Recorded data:

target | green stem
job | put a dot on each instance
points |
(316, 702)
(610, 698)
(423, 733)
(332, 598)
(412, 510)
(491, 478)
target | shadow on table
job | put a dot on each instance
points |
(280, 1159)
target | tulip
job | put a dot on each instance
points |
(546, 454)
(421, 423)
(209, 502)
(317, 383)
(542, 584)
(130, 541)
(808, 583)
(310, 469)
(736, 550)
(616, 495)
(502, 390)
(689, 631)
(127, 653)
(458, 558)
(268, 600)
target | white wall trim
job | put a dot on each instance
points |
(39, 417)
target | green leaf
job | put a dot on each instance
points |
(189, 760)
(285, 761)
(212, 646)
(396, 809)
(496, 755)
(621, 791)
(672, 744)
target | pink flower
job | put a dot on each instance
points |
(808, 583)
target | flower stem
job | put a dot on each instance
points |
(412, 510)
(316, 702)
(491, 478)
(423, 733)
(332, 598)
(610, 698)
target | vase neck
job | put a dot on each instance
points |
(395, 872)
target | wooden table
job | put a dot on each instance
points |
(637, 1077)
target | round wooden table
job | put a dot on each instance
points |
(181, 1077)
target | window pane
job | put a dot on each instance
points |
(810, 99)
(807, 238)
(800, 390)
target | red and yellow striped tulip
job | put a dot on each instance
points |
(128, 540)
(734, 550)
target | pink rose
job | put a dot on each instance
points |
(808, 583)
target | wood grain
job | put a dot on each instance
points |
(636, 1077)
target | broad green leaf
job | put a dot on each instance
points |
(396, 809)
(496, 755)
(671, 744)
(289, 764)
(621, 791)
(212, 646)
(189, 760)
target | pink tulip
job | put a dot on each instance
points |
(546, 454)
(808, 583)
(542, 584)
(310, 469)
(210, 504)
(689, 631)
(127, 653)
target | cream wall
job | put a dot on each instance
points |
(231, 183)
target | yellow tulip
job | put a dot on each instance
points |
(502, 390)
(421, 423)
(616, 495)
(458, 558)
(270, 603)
* * *
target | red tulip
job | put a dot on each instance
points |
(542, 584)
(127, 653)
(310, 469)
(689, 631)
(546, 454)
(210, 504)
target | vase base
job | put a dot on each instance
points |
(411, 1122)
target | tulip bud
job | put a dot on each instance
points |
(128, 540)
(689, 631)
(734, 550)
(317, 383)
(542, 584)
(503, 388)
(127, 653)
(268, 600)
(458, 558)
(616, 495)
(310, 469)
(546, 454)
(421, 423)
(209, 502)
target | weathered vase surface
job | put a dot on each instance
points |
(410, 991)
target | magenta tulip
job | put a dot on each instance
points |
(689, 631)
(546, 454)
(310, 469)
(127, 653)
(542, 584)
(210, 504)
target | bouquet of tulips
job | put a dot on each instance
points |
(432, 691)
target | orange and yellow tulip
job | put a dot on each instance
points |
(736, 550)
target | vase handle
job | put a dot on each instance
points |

What to work on: Only the number of lines above that contain "wall" should be given as the answer.

Exercise output: 2